• _What to work on_
1. Translate this sentence from the text on acid attacks into Spanish: "Health care providers describe a heinous crime that can literally wipe away a victim’s face."
2. Answer these questions from the text on acid attacks:
(a) What minimum prison term would the bill sponsored by Sen. Carlos Baena impose on convicted attackers?
(b) What is Viviana Hernandez's job now?
(c) About how many operations has Consuelo Cordoba had since being attacked?

• _Reading text_

►

Noting an increase in acid attacks, Montealegre said he is creating a new team of prosecutors and crime-scene experts to investigate the crimes. The team would also determine whether authorities have inadvertently downgraded the gravity of reported acid attacks, instead of cataloguing some of them as attempted homicides.

The perpetrators often receive no jail time because the attacks are treated as minor assaults, said Sen. Carlos Baena.

“The punishment is very light and doesn’t take into account the very dramatic pain that the victim has to go through,” said Baena, who is sponsoring a bill to impose at least a 20-year prison term on convicted attackers.

He and the city councilwoman, Rubio, are also proposing regulations to require buyers of acids to register their purchase.

Such reforms might have an impact. The number of attacks in Bangladesh fell from about 500 a year a decade ago to about 100 a year after that country imposed tougher sentencing guidelines and began to register acid sales, said Jaf Shah, the executive director of London-based Acid Survivors Trust International.

Devastating damage

Health care providers describe a heinous crime that can literally wipe away a victim’s face.

Linda Guerrero, director of the Foundation for the Burned, which provides plastic surgery, physical therapy and psychological assistance to victims, said the chemicals in the acids corrode the proteins in facial skin and sear through delicate tissue.

“It’s the worst thing that can happen to your skin,” she said.

And then there is the psychological damage to the victim, of having to live with a gruesomely disfigured face she does not recognize, a face that can repel even family members. The shock seems to be magnified in a society like Colombia that so venerates beauty.

“Our society is not prepared for people with deformities and less so people with facial deformities,” said Alan Gonzales, a plastic surgeon has operated on several acid attack victims. “They are discriminated by society, perhaps not in a premeditated way, but spontaneously because we do not have a culture that is equipped to deal with tragedies like these.”

‘Some just stare at me’

The acid thrown at Viviana Hernandez, 29, not only burned her face and chest but also damaged a cornea and ate through her eyelids. “It’s devastating economically and psychologically,” she said of the 2007 attack by her former partner. “But I think more psychologically than physically. This is something you never, ever leave behind.”

Hernandez said she made it with the help of her three children, her siblings and mother. She now works as an accountant.

Consuelo Cordoba, though, says she can only dream of a job and family.

She has neither, she said, and instead begs in Bogota’s sprawling wholesale food market. An evangelical church gives her the $120 she needs for her monthly rent. People who have read about her in local newspapers provide her with meals.

Though she has had about 40 operations since being attacked a decade ago, she must still wear a mask. She even has trouble eating, because of the damage done to her teeth.

“There are some who just stare at me, shocked, and others who make fun,” she said. “I don’t pay attention to them. Sometimes it hurts, but you have to continue living.”

She had once been a vivacious woman, decked out in jewelry and wearing colorful, velvety dresses, as evidenced by the old pictures she still has.

“I was pretty, I had beautiful hair, I had a nice smile and perfect teeth,” she said. “And then this happened to me and it was all taken away.”

◄

• _Entries provided_
►

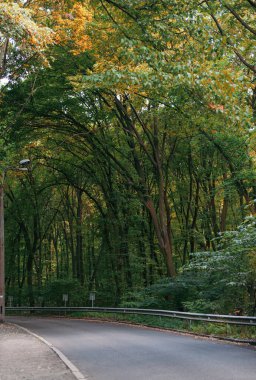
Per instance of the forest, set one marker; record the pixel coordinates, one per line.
(138, 118)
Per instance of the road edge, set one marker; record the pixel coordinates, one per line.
(75, 371)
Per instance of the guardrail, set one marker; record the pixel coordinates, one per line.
(210, 318)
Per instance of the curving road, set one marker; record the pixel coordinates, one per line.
(109, 351)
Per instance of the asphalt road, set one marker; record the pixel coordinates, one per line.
(109, 351)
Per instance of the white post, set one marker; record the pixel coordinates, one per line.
(2, 273)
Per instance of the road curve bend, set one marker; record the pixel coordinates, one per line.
(111, 351)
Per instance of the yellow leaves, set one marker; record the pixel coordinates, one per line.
(71, 28)
(19, 23)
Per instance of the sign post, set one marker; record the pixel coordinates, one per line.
(65, 299)
(92, 297)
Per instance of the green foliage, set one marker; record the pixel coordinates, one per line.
(53, 292)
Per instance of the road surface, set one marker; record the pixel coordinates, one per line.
(111, 351)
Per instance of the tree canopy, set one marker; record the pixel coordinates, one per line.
(139, 121)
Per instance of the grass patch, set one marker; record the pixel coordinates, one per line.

◄

• _Solutions in order_
1. Los proveedores de atención médica describen un crimen atroz que puede literalmente borrar el rostro de una víctima.

2.
(a) At least 20 years.
(b) She works as an accountant.
(c) About 40.